» **Work item**: As the answer, set down the lines below from the one containing "Give each target" through the one containing "467H734L740 471V461L725 454L716", exactly and inclusively, and no others.

» **Data in this exercise**:
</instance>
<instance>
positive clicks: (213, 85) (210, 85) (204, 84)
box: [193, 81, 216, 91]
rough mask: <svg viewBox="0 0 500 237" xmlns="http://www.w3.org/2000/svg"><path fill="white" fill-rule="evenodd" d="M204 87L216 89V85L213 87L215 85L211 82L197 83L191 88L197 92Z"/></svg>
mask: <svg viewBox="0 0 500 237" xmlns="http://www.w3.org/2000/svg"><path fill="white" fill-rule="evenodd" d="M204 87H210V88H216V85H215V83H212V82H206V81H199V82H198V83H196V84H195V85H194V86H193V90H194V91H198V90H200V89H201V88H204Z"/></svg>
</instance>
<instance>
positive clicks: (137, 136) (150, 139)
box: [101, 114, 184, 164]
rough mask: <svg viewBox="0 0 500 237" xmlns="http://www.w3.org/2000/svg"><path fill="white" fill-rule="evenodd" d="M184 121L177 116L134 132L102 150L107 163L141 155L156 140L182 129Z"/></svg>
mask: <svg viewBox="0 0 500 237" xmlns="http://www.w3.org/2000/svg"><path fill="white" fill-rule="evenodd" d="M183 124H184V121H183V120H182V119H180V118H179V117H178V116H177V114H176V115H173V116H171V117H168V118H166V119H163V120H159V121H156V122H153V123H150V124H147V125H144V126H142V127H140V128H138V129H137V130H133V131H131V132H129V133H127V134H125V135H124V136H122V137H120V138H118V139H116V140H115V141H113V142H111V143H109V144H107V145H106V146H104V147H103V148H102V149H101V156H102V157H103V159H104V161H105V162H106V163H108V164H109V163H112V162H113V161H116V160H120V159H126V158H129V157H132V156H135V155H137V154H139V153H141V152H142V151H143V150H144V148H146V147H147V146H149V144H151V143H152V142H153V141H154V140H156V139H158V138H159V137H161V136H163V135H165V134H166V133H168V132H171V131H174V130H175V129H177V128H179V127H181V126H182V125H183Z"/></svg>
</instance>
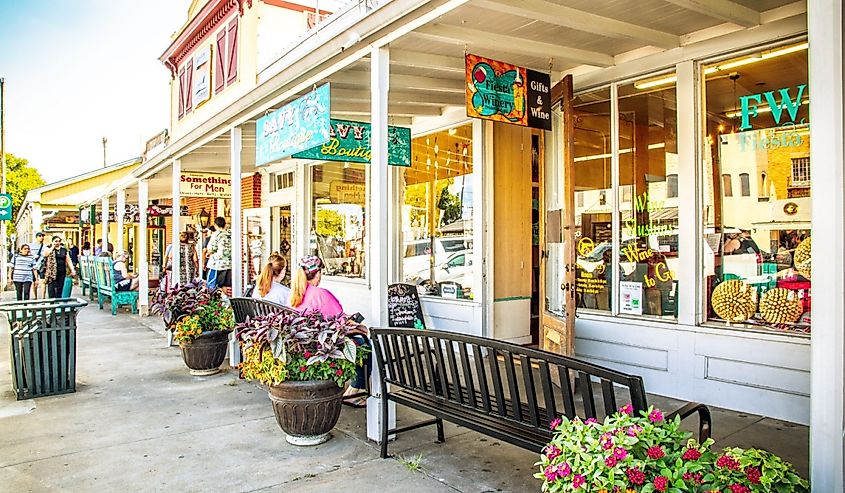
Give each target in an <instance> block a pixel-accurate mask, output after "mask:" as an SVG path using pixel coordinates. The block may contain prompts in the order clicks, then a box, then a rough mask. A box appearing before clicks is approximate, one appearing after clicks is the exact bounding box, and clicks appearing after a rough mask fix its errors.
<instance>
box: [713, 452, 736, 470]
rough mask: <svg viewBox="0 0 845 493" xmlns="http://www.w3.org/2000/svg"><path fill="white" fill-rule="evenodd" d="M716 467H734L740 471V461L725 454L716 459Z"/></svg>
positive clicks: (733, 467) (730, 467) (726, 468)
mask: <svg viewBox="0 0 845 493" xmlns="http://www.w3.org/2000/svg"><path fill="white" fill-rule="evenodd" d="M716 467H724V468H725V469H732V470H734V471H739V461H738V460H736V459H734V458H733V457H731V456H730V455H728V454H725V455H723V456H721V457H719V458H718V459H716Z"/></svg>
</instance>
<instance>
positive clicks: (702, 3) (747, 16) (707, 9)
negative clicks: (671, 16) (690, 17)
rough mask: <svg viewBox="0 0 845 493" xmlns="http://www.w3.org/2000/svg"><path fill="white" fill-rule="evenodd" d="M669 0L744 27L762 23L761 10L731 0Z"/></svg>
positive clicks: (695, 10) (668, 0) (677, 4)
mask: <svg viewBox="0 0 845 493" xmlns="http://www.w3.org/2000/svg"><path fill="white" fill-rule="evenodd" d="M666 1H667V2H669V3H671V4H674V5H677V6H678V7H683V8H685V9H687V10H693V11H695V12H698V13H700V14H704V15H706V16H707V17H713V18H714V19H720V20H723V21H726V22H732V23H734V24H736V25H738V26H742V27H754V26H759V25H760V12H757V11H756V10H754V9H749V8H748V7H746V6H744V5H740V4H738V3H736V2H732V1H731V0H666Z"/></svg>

» **Expected output**:
Give each target in an <instance> block a pixel-accurate mask, output after "mask:" as an SVG path using pixel coordinates. The block may contain prompts in the order clicks, then a box, then a rough mask. A box appearing before clicks is approximate, one appearing after clicks is the exact bounding box, and clicks appearing after a rough mask fix its errors.
<instance>
box: [713, 452, 736, 470]
rough mask: <svg viewBox="0 0 845 493" xmlns="http://www.w3.org/2000/svg"><path fill="white" fill-rule="evenodd" d="M716 467H734L740 471V461L725 454L716 459Z"/></svg>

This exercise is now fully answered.